UNITED STATES

SECURITIES AND EXCHANGE COMMISSION

Washington, D.C. 20549

 


 

FORM 8-K

 

CURRENT REPORT

 

Pursuant to Section 13 or 15(d) of the
Securities Exchange Act of 1934

 

Date of Report (Date of earliest event reported): September 15, 2009

 

Adobe Systems Incorporated

(Exact name of registrant as specified in its charter)

 

Delaware

 

0-15175

 

77-0019522

(State or other jurisdiction of
incorporation)

 

(Commission File Number)

 

(I.R.S. Employer Identification No.)

 

345 Park Avenue
San Jose, California 95110-2704
(Address of principal executive offices and zip code)

 

Registrant’s telephone number, including area code: (408) 536-6000

 

Not Applicable

(Former name or former address, if changed since last report)

 

Check the appropriate box below if the Form 8-K filing is intended to simultaneously satisfy the filing obligation of the registrant under any of the following provisions (see General Instruction A.2 below):

 

o  Written communications pursuant to Rule 425 under the Securities Act (17 CFR 230.425)

 

o  Soliciting material pursuant to Rule 14a-12 under the Exchange Act (17 CFR 240.14a-12)

 

x  Pre-commencement communications pursuant to Rule 14d-2(b) under the Exchange Act (17 CFR 240.14d-2(b))

 

o  Pre-commencement communications pursuant to Rule 13e-4(c) under the Exchange Act (17 CFR 240.13e-4(c))

 

 

 



 

Section 1 – Registrant’s Business and Operations

 

Item 1.01. Entry into a Material Definitive Agreement.

 

Merger Agreement

 

On September 15, 2009, Adobe Systems Incorporated (“Adobe”) entered into a definitive Agreement and Plan of Merger (the “Merger Agreement”) by and among Adobe, Snowbird Acquisition Corporation, a Delaware corporation and wholly owned subsidiary of Adobe (“Purchaser”), and Omniture, Inc., a Delaware corporation (“Omniture”), pursuant to which Adobe will acquire Omniture, a provider of online business optimization products and services.

——————

• ACTIONS TO TAKE:
(A) Which lines in the rows below contain the string "statue"? Pull out each of those lines.
(B) Carry on writing the Adobe Form 8-K filing above, starting right after its last sentence.

——————

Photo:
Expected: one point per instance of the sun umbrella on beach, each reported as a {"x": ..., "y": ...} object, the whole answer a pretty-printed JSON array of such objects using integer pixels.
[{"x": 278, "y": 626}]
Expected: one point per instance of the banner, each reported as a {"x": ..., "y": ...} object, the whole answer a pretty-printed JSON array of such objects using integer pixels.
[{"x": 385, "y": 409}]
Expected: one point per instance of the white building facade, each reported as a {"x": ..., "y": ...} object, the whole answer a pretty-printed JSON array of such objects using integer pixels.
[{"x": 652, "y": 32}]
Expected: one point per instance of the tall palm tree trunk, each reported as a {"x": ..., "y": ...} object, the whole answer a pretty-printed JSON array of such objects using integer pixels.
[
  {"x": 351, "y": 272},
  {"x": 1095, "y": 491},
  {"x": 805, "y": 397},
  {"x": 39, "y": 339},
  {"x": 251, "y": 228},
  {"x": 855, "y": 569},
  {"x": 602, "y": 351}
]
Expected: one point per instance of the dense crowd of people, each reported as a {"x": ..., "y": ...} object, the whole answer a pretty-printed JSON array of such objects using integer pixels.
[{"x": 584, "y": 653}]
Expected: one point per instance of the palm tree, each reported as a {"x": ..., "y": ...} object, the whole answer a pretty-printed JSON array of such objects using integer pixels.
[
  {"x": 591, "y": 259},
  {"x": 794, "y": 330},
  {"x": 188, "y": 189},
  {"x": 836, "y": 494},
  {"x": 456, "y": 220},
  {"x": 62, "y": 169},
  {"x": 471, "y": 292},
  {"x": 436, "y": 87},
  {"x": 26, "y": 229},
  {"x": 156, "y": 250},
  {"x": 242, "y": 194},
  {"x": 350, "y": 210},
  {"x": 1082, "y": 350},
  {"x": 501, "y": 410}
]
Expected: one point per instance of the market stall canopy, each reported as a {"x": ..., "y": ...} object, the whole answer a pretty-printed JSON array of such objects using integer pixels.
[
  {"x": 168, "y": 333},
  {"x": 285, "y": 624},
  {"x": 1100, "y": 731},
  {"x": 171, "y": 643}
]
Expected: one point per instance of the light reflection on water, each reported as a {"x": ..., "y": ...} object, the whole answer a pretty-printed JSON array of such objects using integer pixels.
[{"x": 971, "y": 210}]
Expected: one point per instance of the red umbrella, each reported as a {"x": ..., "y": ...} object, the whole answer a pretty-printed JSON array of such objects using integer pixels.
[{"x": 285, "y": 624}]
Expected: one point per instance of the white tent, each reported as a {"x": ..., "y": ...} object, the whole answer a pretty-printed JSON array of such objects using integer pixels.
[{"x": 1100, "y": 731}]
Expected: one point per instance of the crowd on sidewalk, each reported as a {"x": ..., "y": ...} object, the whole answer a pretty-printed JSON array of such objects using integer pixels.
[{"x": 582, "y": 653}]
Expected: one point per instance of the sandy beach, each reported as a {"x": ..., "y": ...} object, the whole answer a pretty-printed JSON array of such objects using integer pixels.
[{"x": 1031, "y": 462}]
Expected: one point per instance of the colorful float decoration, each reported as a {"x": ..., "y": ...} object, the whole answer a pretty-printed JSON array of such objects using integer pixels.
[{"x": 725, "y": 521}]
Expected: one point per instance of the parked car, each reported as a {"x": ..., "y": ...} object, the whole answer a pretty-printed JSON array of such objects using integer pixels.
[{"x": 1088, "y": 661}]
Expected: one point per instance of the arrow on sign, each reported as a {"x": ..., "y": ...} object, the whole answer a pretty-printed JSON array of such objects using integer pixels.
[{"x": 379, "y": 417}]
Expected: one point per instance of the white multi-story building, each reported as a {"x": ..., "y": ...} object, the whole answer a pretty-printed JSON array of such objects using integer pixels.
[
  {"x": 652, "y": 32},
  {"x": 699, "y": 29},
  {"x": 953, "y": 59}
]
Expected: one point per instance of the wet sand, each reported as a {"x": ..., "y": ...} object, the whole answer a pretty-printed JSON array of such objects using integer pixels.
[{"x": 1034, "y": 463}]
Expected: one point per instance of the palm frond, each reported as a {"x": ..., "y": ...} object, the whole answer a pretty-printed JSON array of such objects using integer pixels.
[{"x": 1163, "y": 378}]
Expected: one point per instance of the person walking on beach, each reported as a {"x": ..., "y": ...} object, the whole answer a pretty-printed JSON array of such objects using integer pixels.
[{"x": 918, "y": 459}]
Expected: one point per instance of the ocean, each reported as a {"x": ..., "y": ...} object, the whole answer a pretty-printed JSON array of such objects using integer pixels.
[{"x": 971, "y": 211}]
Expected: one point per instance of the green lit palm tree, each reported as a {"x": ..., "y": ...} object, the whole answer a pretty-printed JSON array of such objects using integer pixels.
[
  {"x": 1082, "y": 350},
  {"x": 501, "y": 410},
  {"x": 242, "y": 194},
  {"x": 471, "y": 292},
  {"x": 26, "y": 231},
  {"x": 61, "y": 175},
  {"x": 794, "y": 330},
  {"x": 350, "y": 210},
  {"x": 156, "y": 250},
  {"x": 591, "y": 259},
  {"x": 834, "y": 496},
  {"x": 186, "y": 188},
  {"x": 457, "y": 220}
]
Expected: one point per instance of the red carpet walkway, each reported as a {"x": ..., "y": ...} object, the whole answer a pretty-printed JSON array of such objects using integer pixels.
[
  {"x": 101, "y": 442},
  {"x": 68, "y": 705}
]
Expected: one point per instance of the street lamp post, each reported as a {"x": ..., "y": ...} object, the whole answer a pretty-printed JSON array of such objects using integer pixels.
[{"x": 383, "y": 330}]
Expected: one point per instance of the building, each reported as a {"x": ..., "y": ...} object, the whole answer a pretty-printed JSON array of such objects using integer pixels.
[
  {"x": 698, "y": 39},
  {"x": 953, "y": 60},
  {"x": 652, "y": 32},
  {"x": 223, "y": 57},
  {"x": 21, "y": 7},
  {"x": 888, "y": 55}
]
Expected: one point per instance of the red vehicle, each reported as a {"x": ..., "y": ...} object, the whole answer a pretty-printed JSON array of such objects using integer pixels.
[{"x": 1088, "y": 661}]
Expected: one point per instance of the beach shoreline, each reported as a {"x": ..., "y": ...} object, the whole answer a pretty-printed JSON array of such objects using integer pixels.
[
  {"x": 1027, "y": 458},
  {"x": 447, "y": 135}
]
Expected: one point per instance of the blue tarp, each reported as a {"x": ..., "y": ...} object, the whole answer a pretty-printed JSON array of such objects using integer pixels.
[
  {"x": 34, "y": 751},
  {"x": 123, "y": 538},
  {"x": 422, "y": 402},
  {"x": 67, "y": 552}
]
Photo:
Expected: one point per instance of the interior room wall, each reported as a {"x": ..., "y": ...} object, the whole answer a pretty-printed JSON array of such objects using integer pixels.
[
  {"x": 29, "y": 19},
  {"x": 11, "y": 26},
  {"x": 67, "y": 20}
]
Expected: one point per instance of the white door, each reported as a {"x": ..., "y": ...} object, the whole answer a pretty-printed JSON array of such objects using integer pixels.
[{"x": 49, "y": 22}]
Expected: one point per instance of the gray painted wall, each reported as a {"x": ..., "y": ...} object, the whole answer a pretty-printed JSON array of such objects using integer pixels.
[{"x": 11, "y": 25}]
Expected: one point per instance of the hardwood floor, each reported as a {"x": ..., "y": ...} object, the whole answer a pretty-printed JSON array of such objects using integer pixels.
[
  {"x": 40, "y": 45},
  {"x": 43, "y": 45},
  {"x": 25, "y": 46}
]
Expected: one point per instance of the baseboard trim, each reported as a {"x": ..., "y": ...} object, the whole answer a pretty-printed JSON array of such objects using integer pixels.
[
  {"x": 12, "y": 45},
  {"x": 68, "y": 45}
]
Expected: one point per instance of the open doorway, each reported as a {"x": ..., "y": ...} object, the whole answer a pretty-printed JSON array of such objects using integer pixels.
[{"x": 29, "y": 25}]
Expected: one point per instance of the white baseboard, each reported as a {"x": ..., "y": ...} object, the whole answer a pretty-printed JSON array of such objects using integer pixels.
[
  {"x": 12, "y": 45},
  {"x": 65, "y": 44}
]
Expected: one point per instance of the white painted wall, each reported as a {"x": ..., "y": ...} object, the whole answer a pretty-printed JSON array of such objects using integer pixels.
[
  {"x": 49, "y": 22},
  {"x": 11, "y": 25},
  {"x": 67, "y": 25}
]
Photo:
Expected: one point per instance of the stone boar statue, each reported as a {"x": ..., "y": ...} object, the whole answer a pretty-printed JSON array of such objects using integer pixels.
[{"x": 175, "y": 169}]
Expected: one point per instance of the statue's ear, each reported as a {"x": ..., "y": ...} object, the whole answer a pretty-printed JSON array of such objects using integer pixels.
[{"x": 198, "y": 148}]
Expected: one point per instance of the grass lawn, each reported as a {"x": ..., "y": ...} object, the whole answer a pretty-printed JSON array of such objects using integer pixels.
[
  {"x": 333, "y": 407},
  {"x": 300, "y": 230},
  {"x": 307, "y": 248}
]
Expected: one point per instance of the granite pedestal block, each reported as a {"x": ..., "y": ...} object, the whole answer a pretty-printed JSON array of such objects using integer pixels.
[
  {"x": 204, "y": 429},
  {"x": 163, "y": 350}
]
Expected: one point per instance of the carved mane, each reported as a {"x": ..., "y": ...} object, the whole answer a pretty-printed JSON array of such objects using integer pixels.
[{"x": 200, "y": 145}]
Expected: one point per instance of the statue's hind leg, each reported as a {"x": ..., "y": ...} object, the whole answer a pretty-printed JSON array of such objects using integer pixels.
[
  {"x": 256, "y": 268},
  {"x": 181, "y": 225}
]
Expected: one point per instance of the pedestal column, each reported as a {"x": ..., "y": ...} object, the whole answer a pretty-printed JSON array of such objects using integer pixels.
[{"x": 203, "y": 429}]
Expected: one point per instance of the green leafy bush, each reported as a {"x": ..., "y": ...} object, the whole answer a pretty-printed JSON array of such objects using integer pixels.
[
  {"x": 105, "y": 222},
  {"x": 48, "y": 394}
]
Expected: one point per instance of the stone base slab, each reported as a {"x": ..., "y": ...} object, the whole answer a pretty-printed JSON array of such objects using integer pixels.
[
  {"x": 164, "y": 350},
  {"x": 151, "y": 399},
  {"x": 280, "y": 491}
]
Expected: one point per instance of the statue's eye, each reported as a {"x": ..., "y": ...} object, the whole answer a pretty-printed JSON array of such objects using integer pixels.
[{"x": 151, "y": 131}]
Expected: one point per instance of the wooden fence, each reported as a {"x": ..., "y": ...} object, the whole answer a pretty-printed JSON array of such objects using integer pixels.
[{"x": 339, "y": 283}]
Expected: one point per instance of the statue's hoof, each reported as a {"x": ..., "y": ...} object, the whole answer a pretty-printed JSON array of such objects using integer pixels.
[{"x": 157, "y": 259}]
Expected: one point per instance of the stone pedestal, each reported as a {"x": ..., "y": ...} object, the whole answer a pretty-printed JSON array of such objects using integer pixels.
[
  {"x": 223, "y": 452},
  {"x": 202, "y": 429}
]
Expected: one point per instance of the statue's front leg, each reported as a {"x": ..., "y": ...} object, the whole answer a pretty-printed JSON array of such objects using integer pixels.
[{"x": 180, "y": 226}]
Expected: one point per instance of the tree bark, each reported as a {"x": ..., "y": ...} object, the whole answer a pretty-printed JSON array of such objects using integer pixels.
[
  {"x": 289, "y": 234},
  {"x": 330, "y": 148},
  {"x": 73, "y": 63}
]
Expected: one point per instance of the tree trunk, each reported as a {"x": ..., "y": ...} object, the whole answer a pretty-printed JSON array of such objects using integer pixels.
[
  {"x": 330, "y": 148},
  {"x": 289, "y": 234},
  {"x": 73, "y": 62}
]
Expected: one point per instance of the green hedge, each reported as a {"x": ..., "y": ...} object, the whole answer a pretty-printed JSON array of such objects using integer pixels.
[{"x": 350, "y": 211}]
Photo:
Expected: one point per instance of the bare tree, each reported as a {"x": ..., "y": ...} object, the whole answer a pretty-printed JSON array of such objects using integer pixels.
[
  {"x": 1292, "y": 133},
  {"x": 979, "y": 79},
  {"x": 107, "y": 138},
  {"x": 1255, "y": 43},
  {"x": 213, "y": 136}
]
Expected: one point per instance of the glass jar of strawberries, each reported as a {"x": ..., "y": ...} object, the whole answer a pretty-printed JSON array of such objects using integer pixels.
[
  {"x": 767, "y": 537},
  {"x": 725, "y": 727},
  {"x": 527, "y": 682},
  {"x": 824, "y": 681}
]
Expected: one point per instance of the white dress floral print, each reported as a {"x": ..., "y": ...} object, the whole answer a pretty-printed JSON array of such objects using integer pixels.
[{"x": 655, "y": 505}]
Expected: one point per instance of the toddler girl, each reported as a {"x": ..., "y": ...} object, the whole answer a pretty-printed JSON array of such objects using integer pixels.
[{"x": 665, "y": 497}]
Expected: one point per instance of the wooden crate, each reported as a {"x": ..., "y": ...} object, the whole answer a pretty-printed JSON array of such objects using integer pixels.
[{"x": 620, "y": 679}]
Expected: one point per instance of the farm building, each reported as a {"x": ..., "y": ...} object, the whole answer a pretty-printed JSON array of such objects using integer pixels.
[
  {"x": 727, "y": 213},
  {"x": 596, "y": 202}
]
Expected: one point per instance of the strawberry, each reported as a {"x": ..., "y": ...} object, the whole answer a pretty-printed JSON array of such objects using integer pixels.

——————

• ANSWERS TO EACH TASK:
(A)
Expected: one point per instance of the stone boar statue, each reported as a {"x": ..., "y": ...} object, the whole answer a pretty-printed JSON array of such objects using integer pixels.
Expected: one point per instance of the statue's ear, each reported as a {"x": ..., "y": ...} object, the whole answer a pretty-printed JSON array of such objects using integer pixels.
Expected: one point per instance of the statue's hind leg, each reported as a {"x": ..., "y": ...} object, the whole answer a pretty-printed JSON array of such objects using integer pixels.
Expected: one point per instance of the statue's eye, each reported as a {"x": ..., "y": ...} object, the whole answer a pretty-printed JSON array of such objects using integer pixels.
Expected: one point per instance of the statue's hoof, each reported as a {"x": ..., "y": ...} object, the whole answer a pretty-printed JSON array of such objects using integer pixels.
Expected: one point per instance of the statue's front leg, each reported as a {"x": ..., "y": ...} object, the whole answer a pretty-printed JSON array of such objects using integer pixels.

(B)
 

Adobe, through Purchaser, will acquire all of the outstanding shares of common stock, par value $0.001 per share, of Omniture (the “Shares”) in a two-step transaction comprised of a cash tender offer for all of the Shares (the “Offer”), followed by a merger of Purchaser with and into Omniture (the “Merger”), on the terms and subject to the conditions set forth in the Merger Agreement.  Pursuant to the terms of the Offer, Adobe will pay a purchase price of $21.50 per share for each share of Omniture common stock, net to Omniture’s stockholders in cash, without interest.

 

Purchaser will only be obligated to accept for payment and pay for shares of Omniture common stock validly tendered in the Offer (and not withdrawn) upon the satisfaction or waiver of certain conditions set forth in the Merger Agreement, including, among others, that (i) there is validly tendered (and not withdrawn) a number of shares of Omniture common stock, which, when added to any shares of Omniture common stock already owned by Adobe or any of its controlled subsidiaries, represents at least a majority of the sum of (A) the total number of Shares plus (B) the total number of shares of Omniture common stock that will be issuable at or prior to the March 15, 2010 upon the vesting, conversion or exercise of warrants, stock options or other derivative securities regardless of the conversion or exercise price or other terms or conditions, (ii) certain regulatory clearances have been obtained by Adobe, Purchaser and Omniture, as applicable, including the expiration of the waiting period under the Hart-Scott-Rodino Antitrust Improvements Act of 1976, and (iii) the other conditions set forth in Annex I to the Merger Agreement have been satisfied.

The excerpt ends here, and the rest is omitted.